Point labeling examples
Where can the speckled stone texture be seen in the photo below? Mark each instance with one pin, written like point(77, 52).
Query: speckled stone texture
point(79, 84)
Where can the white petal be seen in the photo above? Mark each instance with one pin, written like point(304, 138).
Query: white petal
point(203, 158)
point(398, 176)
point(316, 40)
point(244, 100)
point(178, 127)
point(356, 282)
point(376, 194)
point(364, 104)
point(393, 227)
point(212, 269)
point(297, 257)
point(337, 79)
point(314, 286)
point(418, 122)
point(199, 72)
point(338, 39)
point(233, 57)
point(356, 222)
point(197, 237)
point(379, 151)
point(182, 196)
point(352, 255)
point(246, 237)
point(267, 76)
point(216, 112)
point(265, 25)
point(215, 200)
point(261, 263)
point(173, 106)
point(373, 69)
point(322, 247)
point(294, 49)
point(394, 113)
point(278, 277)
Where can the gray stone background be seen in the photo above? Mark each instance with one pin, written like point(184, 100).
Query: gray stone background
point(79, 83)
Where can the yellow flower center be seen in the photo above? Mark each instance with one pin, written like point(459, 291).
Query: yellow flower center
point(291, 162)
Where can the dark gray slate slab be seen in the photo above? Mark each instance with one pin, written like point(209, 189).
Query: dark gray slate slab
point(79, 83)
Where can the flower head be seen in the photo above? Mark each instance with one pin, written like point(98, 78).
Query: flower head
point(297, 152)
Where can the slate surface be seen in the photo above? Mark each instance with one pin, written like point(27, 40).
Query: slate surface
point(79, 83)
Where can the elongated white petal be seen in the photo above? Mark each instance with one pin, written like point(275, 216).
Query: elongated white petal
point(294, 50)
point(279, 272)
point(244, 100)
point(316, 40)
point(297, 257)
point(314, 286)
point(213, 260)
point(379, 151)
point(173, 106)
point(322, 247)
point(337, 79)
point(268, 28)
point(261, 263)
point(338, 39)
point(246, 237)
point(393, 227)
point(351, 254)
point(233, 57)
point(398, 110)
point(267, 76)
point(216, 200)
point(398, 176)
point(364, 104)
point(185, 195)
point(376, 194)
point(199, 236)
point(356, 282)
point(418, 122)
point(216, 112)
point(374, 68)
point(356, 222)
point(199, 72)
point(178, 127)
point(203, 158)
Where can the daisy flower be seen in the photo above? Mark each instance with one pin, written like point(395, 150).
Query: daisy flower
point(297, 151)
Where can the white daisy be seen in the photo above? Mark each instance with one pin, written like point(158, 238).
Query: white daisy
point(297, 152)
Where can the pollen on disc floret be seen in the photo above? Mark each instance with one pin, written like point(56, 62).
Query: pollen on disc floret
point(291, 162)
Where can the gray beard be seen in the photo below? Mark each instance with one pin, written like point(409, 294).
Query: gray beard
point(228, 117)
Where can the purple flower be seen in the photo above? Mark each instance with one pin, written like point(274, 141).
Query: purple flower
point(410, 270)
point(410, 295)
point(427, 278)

> [Requirements]
Reproduce the data, keeping every line exactly the same.

> [The answer]
Where can the speckled stone texture be seen in the photo below? Mark each instance with one pin, written like point(77, 52).
Query: speckled stone texture
point(79, 84)
Where can the white petal be seen in the photo above? Mark each instance with one pin, written like point(304, 138).
Query: white petal
point(203, 158)
point(398, 176)
point(316, 40)
point(244, 100)
point(178, 127)
point(356, 282)
point(376, 194)
point(364, 104)
point(393, 227)
point(212, 269)
point(297, 257)
point(337, 79)
point(314, 286)
point(418, 122)
point(199, 72)
point(338, 39)
point(233, 57)
point(356, 222)
point(197, 237)
point(379, 151)
point(182, 196)
point(352, 255)
point(246, 237)
point(267, 76)
point(216, 112)
point(265, 25)
point(215, 200)
point(261, 263)
point(173, 106)
point(373, 69)
point(322, 247)
point(294, 49)
point(394, 113)
point(278, 277)
Where can the gray stone background be seen in the photo above? Mark each instance with one pin, written like point(184, 100).
Query: gray stone background
point(79, 83)
Where can the yellow flower center be seen in the photo above? Mark each instance with one pin, written like point(459, 291).
Query: yellow flower center
point(291, 162)
Where can the dark gray slate slab be seen in the photo above? Mark each instance with one pin, written like point(209, 189).
Query: dark gray slate slab
point(79, 83)
Where can the flower head be seen in the photo above? Mark each instance with one pin, written like point(98, 78).
Query: flower head
point(297, 152)
Where can the slate surface be seen in the photo above? Mark each instance with one pin, written like point(27, 40).
Query: slate surface
point(79, 83)
Where can the elongated white petal be seen in the photo above? Mark each instance with one pin, written like point(275, 216).
Query: elongated white petal
point(294, 50)
point(279, 272)
point(244, 100)
point(316, 40)
point(297, 257)
point(314, 286)
point(213, 260)
point(379, 151)
point(173, 106)
point(322, 247)
point(337, 79)
point(268, 28)
point(261, 263)
point(338, 39)
point(246, 237)
point(393, 227)
point(351, 254)
point(233, 57)
point(398, 110)
point(267, 76)
point(216, 200)
point(398, 176)
point(364, 104)
point(185, 195)
point(376, 194)
point(199, 236)
point(356, 282)
point(418, 122)
point(216, 112)
point(374, 68)
point(356, 222)
point(199, 72)
point(178, 127)
point(203, 158)
Where can the daisy flower be seen in the photo above? Mark each instance with one pin, written like point(395, 150).
Query: daisy flower
point(297, 151)
Where can the white daisy be seen in the photo above? Mark each instance with one pin, written like point(158, 238).
Query: white daisy
point(297, 152)
Where can the pollen on disc floret be seen in the photo above? Mark each instance with one pin, written like point(56, 62).
Query: pollen on disc floret
point(291, 162)
Where can the gray beard be seen in the photo below? Mark each instance with one pin, written like point(409, 294).
Query: gray beard
point(228, 117)
Where can the purple flower be seen in the photo above? Mark each instance with one pin, written like point(274, 141).
Query: purple flower
point(410, 270)
point(410, 295)
point(427, 278)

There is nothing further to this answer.